## [TEXT BLOCK]
Les Deux Alpes lies between Grenoble and Briançon in a remote corner of the Dauphiné, just over an hour’s drive south-east of Grenoble. Les Deux Alpes is one of the largest and most snow-sure ski resorts in the Southern French Alps. Its biggest asset is its high altitude, which allows skiing to continue throughout much of the yea
Best known for having the largest skiable glacier in Europe, Les Deux Alpes also boasts one of the world’s greatest on-piste vertical drops: an exhilarating descent of 2268m, rideable non-stop all the way.
Combine Les Deux Alpes main assets – guaranteed snow cover, long cruisy runs – with 200km of pistes served by 44 lifts, and you should have a near perfect resort. Les Deux Alpes is a pleasing venue for any powder hound on a mission when the snow falls. Due to the sheer size of the place, intermediates will find more than enough to keep themselves occupied, but Les Deux Alpes is not the middle of the road paradise that exemplifies so many ski areas
Les Deux Alpes’ skiing is characterised predominantly by well-groomed blue and red cruising pistes, mostly confined to a narrow backbone of glacial ridges high above the tree line. Despite this linear layout, it contains a good variety of terrain: ranging from sheltered powder-filled bowls to raw glacial summits, and from easily accessible beginners’ snowfields to seriously exposed off-piste routes.

## [ROWS]
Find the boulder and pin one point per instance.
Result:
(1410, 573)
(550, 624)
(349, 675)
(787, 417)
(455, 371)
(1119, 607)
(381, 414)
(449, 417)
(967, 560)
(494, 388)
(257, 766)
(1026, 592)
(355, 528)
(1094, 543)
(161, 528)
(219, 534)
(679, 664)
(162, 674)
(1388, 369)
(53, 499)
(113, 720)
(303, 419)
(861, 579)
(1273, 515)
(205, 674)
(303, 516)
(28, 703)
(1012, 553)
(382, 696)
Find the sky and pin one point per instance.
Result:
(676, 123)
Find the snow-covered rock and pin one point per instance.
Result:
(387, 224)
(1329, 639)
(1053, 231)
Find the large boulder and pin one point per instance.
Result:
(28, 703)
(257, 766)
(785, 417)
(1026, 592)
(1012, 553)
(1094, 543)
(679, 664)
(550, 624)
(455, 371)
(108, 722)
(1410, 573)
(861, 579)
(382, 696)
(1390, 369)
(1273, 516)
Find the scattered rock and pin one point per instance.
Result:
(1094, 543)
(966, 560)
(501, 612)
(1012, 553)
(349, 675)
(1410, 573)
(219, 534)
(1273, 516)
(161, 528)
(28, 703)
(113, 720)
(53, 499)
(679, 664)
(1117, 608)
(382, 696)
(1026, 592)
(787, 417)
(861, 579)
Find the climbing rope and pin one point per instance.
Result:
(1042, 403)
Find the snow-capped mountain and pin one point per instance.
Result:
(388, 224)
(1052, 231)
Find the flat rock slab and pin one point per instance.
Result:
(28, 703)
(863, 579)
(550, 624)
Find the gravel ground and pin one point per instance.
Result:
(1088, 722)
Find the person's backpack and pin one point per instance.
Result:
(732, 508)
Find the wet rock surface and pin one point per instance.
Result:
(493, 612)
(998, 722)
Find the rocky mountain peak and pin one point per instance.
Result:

## [GIVEN INSTRUCTION 1]
Duplicate the stretch of the Les Deux Alpes passage from "Combine Les Deux" through "exposed off-piste routes.".
## [GIVEN INSTRUCTION 2]
According to the Les Deux Alpes passage, how many lifts serve the resort's 200km of pistes?
## [GIVEN INSTRUCTION 3]
Supply the next part of the Les Deux Alpes passage, picking up after its final sentence.
The listing is separate material from the Les Deux Alpes passage.

## [ANSWER 1]
Combine Les Deux Alpes main assets – guaranteed snow cover, long cruisy runs – with 200km of pistes served by 44 lifts, and you should have a near perfect resort. Les Deux Alpes is a pleasing venue for any powder hound on a mission when the snow falls. Due to the sheer size of the place, intermediates will find more than enough to keep themselves occupied, but Les Deux Alpes is not the middle of the road paradise that exemplifies so many ski areas
Les Deux Alpes’ skiing is characterised predominantly by well-groomed blue and red cruising pistes, mostly confined to a narrow backbone of glacial ridges high above the tree line. Despite this linear layout, it contains a good variety of terrain: ranging from sheltered powder-filled bowls to raw glacial summits, and from easily accessible beginners’ snowfields to seriously exposed off-piste routes.

## [ANSWER 2]
44 lifts.

## [ANSWER 3]
The resort is suited to all levels of skier and rider. However, lower intermediates should note that on the main mountain the gradient is ‘reversed’. Some of the easiest skiing is higher up – both on and around the glacier. The benefit of this is that complete beginners can learn against the panoramic backdrop of the High Alps rather than on a shaded slope tucked away on the outskirts of a village.
From Les Deux Alpes village, a choice of lifts gives main mountain access. The most important of these is the Jandri Express gondola that ascends all the way up to the foot of the glacier. From the outset it’s important to realise that this is an unusually shaped mountain. Some of the most difficult runs are at the bottom, while the top is largely given over to easy blues.
There are two distinct ski areas, rising on opposite sides of the town: the compact Pied Moutet sector to the west was the original local ski hill, although it now feels remote from the now much larger main ski area over on the eastern side; there’s one chairlift linking the two areas from east to west, plus one piste linking from west to east.
Mont de Lans is the lowest part of the ski area, a short chairlift ride and a red run from the rest of the system and 5 km from the main resort by road.
On the eastern side, the wide and gentle slopes closest to the town centre house bustling beginners’ zones and children’s snow gardens, but rise very steeply to the ridges overlooking the resort, meaning that almost all of the home-run routes are graded black. These tend to get icy and moguled too, which adds to their masochistic appeal at the end of a long ski day.
The upper sectors are much more varied: here you’ll find further beginners’ zones, gentle inter-sector traverses, steep-sided coombes, plus Les Deux Alpes’ excellent snowpark and exciting in-bounds freeride features.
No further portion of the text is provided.